→ To be done: Please gather each line in the material below that contains the word "plank".

-- begin Stored rows --

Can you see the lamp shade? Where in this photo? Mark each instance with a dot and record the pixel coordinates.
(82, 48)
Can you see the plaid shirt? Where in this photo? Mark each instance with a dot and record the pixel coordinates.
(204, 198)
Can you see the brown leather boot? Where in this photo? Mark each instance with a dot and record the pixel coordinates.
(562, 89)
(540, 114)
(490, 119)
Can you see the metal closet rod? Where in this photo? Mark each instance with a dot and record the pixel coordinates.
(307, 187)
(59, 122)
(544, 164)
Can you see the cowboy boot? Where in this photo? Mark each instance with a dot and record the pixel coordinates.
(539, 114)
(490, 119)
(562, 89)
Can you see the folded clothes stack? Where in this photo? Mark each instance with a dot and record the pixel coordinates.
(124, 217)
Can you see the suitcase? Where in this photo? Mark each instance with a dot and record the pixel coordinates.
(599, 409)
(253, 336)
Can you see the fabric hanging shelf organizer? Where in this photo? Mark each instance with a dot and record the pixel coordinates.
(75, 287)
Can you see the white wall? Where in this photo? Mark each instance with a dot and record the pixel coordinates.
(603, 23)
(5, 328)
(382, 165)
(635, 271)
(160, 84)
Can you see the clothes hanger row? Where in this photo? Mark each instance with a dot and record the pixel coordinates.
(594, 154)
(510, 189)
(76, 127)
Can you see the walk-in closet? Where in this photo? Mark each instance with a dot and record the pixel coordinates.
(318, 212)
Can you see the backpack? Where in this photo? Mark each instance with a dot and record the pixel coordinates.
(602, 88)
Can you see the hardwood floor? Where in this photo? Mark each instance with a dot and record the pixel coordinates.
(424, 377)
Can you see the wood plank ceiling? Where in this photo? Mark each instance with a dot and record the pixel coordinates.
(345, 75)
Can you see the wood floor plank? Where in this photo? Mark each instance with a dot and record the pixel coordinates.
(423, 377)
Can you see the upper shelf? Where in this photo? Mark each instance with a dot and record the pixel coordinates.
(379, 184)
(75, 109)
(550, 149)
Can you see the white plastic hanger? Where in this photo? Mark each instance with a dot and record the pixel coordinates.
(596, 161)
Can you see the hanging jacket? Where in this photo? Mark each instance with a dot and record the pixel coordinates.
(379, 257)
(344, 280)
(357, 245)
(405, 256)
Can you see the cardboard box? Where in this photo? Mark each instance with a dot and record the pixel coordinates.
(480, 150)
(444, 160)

-- end Stored rows --
-- begin Stored rows --

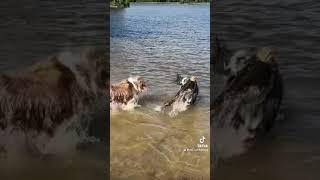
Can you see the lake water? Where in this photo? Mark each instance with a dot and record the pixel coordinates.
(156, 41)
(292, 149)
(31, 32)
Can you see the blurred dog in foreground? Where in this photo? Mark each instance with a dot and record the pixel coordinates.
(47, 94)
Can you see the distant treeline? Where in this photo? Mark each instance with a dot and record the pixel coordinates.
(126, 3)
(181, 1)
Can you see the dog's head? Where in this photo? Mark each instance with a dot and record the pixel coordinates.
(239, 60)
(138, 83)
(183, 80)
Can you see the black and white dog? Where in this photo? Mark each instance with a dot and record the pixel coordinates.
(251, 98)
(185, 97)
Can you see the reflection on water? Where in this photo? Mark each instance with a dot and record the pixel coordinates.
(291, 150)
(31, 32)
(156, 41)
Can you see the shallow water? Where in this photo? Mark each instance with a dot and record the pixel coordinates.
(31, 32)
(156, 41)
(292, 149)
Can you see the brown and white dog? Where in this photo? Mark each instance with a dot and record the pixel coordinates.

-- end Stored rows --
-- begin Stored rows --

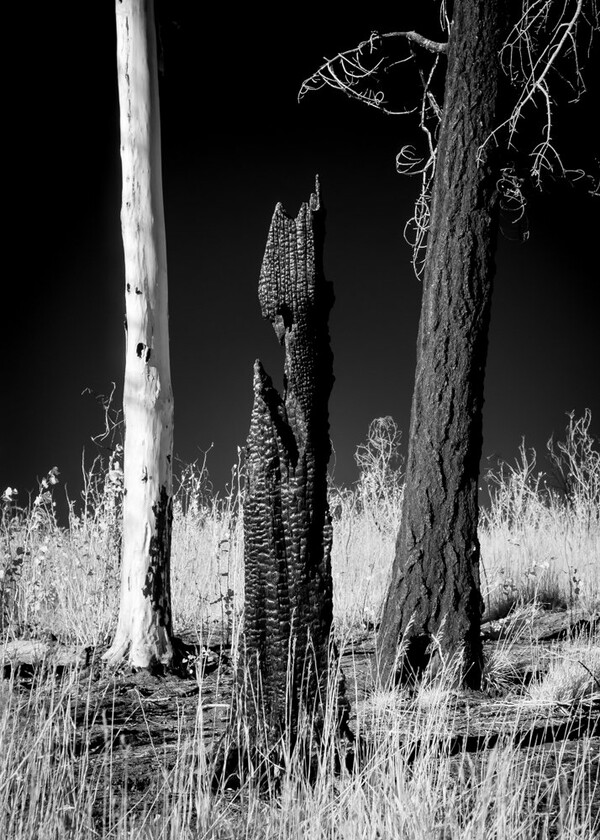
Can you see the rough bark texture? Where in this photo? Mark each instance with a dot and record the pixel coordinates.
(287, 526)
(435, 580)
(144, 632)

-- end Stored rows --

→ Answer to the exercise:
Can you see the wood plank ceiling? Where in this photo? Mark each instance with a dot and record the pixel coordinates.
Can you see the wood floor plank? Where in this photo? Mark each instance with a dot and record the pixel coordinates.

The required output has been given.